◆ What this task involves ◆
Please print every line from the one containing "Q: innermost point of each instance of the antenna" through the last line of the records below, exactly as written and nothing more.

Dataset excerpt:
++++++++++

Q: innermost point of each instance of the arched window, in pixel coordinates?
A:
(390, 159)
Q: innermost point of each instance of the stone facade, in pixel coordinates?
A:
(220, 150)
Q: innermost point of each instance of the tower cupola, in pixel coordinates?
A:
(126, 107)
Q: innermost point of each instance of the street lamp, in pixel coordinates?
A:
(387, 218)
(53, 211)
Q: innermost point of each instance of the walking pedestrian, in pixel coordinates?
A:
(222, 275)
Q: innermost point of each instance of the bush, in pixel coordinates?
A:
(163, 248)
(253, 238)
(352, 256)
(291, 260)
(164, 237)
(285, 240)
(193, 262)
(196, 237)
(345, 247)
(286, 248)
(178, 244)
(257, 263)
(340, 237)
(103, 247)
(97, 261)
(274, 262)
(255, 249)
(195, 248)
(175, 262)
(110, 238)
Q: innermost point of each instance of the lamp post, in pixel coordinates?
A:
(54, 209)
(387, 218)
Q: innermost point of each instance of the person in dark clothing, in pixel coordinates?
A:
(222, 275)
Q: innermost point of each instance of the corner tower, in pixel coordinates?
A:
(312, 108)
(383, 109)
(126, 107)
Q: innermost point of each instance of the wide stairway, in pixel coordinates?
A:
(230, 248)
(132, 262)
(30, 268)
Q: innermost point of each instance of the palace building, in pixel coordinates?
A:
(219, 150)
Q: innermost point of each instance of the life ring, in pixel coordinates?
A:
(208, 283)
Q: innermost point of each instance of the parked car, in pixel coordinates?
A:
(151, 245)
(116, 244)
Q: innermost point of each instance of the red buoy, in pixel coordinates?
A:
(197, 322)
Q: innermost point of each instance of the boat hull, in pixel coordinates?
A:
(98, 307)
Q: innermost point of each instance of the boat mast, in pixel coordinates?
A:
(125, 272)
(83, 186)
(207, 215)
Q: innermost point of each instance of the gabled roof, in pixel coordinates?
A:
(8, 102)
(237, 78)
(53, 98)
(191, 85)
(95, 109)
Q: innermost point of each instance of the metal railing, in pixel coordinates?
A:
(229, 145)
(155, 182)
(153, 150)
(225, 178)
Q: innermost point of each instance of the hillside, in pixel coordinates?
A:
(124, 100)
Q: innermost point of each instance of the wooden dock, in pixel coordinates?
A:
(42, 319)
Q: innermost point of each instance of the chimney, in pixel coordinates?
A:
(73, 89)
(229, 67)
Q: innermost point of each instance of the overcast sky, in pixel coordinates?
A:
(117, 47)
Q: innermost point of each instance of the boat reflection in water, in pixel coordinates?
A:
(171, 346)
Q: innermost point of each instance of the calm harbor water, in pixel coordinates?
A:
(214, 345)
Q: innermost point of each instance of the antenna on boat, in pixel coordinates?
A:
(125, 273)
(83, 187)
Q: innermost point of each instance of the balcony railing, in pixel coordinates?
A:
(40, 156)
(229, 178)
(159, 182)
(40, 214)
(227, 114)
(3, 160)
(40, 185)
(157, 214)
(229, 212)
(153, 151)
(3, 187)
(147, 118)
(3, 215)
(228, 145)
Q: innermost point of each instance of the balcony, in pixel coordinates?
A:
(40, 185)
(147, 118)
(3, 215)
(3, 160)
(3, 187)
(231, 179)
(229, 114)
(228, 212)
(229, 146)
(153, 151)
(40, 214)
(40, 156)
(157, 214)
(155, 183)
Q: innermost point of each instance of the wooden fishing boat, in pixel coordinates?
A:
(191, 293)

++++++++++

◆ Task answer ◆
Q: innermost point of each instance of the antenna on boat, in pixel coordinates?
A:
(125, 273)
(83, 187)
Q: innermost point of each instance of the balcony railing, in pixel coordinates?
A:
(40, 156)
(229, 178)
(159, 182)
(40, 214)
(227, 114)
(3, 160)
(40, 185)
(157, 214)
(229, 212)
(153, 151)
(3, 187)
(147, 118)
(3, 215)
(228, 145)
Q: innermost point of each instance of the balcony, in pixel coordinates?
A:
(40, 185)
(147, 118)
(3, 215)
(3, 160)
(3, 187)
(231, 179)
(229, 114)
(228, 212)
(229, 146)
(153, 151)
(40, 214)
(40, 156)
(157, 214)
(155, 183)
Q: innermost point of each instance of the wooden fishing boat, in pixel coordinates?
A:
(191, 293)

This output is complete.